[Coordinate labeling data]
※ ※ ※

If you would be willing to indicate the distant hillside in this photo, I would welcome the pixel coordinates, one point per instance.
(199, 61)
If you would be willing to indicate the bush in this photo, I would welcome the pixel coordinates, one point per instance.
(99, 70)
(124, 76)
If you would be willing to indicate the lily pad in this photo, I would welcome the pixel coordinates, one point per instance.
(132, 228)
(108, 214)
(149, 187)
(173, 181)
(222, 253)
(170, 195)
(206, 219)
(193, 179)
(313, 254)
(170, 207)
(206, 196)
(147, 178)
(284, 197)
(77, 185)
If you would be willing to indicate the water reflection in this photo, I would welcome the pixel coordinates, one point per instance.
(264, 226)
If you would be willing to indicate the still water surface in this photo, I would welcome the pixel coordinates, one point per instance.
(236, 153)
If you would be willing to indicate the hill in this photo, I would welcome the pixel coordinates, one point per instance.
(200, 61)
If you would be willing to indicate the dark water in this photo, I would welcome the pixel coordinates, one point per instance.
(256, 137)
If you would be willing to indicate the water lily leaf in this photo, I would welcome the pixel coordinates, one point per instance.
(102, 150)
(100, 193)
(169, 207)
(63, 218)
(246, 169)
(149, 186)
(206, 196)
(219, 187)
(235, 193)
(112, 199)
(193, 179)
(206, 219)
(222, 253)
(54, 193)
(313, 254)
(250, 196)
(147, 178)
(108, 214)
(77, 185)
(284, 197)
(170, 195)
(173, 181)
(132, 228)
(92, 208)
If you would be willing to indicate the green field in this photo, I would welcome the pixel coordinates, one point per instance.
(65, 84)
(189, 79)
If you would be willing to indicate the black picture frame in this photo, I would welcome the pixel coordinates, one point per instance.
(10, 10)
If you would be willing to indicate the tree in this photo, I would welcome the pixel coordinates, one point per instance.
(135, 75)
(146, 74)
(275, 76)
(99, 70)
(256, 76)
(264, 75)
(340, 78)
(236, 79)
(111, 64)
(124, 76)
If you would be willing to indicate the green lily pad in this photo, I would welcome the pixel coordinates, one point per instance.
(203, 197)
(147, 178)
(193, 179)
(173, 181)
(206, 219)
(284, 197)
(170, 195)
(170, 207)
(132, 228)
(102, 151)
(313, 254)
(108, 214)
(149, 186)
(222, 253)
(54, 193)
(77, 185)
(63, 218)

※ ※ ※

Stated task
Retype the items without any changes, starting at the line that contains "If you would be willing to indicate the green field" and going on through the last line of the items.

Answer in full
If you would be willing to indicate the green field in this photo, I would welcome the pixel coordinates, one point per instance.
(65, 84)
(189, 79)
If you would be willing to indicate the black picture frame in this photo, I would welcome the pixel coordinates, one point per instance.
(10, 10)
If you would be willing to indicate the tree in this photo, I would welcome the pixel coordinates, one point per instance.
(135, 75)
(146, 74)
(275, 76)
(99, 70)
(256, 76)
(264, 75)
(340, 78)
(236, 79)
(111, 64)
(124, 76)
If you would be willing to indicate the green lily pad in this photo, I would welcome the pixel coordinates, one point per instance.
(203, 197)
(147, 178)
(193, 179)
(173, 181)
(206, 219)
(284, 197)
(170, 195)
(170, 207)
(132, 228)
(102, 151)
(313, 254)
(108, 214)
(149, 186)
(222, 253)
(54, 193)
(77, 185)
(63, 218)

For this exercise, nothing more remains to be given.